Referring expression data
= = = = = = =

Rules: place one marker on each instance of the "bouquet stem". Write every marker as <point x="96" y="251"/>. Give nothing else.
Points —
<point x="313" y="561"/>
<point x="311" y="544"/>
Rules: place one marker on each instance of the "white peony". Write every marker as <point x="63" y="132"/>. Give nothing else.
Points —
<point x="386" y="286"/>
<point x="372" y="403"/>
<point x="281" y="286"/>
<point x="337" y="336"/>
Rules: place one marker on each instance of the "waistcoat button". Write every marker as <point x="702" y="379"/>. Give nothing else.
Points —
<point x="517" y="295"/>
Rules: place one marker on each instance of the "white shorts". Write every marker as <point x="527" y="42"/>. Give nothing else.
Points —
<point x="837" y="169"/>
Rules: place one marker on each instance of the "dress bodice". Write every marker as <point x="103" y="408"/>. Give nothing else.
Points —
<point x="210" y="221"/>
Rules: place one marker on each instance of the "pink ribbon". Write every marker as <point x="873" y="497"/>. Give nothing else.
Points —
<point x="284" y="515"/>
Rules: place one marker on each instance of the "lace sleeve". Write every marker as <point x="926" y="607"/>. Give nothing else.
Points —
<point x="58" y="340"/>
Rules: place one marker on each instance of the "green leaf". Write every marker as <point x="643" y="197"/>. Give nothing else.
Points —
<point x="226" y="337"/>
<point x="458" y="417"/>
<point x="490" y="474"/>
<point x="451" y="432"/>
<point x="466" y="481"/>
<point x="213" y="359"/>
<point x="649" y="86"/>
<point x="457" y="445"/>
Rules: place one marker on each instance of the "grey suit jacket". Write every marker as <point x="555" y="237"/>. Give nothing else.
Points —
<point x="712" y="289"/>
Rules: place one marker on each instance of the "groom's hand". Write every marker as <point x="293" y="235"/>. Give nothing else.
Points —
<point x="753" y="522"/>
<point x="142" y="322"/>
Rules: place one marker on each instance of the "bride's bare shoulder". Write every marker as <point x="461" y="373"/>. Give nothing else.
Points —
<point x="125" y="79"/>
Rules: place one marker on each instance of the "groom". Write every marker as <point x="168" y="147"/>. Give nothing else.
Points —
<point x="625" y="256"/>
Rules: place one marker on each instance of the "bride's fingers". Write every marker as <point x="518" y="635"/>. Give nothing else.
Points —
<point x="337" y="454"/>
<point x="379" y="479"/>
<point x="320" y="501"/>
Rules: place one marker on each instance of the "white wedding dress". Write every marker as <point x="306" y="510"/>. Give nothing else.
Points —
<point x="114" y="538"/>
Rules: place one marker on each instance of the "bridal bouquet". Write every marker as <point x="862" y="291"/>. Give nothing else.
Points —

= = = = = = =

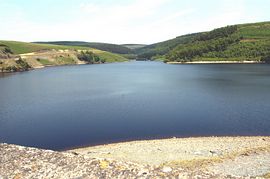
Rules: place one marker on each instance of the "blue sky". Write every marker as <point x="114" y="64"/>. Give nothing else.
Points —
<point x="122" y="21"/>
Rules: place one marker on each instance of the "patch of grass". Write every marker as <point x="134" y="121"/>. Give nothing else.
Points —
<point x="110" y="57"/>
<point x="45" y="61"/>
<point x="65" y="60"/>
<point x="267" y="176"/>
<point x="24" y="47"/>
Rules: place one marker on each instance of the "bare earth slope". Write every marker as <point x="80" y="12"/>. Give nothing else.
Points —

= = = = = = =

* _About this task_
Extract all lines from the data in which "bouquet" is found.

* _Answer space_
Rules: place one marker on each instance of the "bouquet stem". Write every marker as <point x="96" y="251"/>. Give nothing else.
Rules: place one marker on each instance of the "bridal bouquet". Write every marker as <point x="862" y="291"/>. Give nothing else.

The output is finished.